Referring expression pointing data:
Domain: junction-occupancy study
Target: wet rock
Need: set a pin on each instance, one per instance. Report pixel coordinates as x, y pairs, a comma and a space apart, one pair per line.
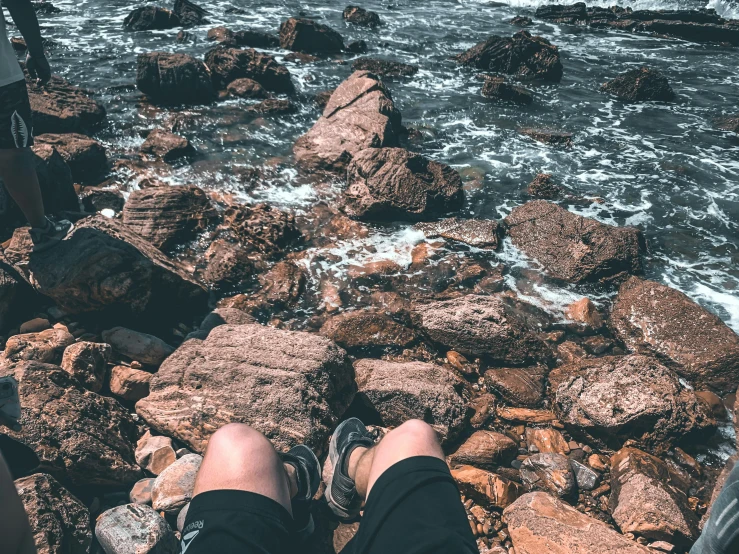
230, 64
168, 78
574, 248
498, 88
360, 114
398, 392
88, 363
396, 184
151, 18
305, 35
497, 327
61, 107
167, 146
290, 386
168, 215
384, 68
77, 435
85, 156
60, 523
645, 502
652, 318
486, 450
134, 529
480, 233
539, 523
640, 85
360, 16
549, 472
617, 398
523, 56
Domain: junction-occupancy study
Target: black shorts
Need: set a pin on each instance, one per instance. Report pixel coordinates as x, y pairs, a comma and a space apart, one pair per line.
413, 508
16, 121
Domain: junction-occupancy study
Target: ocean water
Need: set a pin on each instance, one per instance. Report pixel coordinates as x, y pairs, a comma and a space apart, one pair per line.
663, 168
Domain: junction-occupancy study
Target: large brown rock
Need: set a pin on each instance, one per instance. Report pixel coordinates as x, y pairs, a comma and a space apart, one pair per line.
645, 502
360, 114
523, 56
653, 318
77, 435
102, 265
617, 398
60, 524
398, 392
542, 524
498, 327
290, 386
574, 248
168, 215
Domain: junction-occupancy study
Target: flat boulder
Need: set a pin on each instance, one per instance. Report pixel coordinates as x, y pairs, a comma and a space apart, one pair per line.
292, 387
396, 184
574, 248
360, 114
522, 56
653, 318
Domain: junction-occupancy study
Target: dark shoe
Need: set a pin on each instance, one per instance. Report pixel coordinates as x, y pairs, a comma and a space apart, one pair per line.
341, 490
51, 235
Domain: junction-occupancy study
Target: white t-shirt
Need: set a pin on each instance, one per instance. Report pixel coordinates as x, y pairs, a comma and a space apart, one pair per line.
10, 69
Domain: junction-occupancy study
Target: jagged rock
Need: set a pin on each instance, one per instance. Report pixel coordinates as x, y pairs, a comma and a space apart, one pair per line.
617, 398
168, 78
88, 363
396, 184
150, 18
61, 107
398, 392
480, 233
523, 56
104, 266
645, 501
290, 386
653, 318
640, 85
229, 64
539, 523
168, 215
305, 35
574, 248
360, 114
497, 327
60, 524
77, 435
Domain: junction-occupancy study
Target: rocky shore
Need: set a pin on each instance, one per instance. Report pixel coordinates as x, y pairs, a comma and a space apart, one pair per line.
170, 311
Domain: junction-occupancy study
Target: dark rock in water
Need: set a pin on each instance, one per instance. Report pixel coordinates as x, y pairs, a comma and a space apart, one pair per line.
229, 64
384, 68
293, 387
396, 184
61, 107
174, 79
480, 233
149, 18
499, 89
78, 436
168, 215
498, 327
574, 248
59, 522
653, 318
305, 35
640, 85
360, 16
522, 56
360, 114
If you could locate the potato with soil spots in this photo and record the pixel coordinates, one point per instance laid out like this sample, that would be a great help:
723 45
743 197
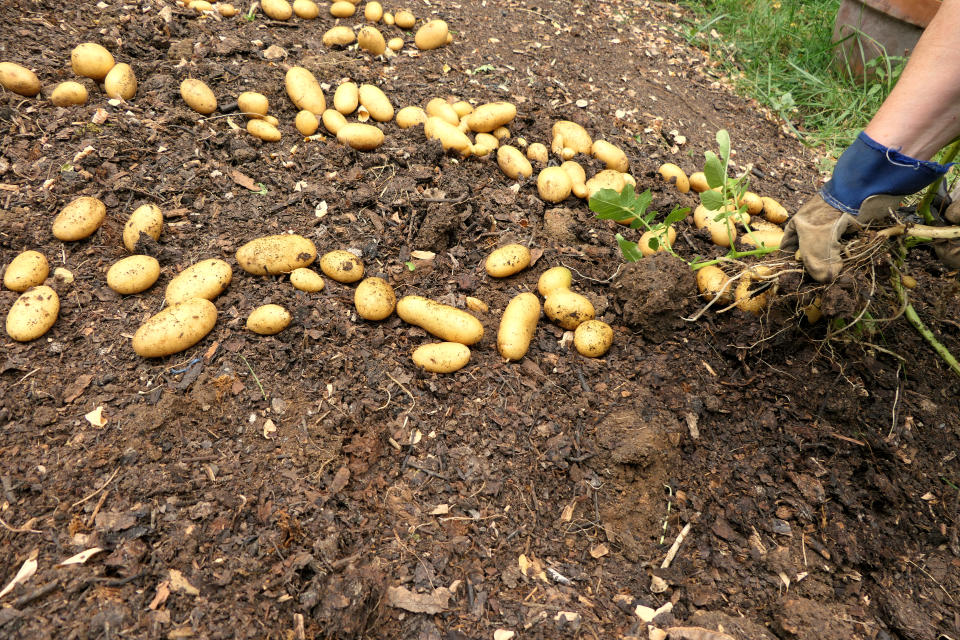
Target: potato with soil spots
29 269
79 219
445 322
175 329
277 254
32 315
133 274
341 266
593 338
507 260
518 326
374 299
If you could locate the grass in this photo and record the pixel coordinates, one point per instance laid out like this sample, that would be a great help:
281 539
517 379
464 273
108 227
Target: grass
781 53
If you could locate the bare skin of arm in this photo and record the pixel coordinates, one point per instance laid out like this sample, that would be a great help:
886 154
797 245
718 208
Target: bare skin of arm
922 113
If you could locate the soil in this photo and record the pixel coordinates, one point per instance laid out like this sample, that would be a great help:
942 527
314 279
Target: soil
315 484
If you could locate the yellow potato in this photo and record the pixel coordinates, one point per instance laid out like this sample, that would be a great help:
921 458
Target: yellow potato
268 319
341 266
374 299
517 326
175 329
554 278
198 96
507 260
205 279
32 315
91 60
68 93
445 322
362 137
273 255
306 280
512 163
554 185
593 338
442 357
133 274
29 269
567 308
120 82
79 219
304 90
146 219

▸ **What needs to be done**
Among the entries above, the line containing "Target: large brown rock", the line containing "Target: flat boulder", and all lines between them are to be restated word for word; nothing else belongs in the reply.

▸ **Task response**
Target: large brown rock
Need: set a pin on each instance, one per instance. Report pixel coordinates as x, y pairs, a comma and a space apart, one pair per line.
645, 502
360, 114
523, 56
653, 318
77, 435
102, 265
617, 398
60, 524
398, 392
542, 524
498, 327
290, 386
574, 248
168, 215
Domain: junction-occupancy study
Target: flat boulder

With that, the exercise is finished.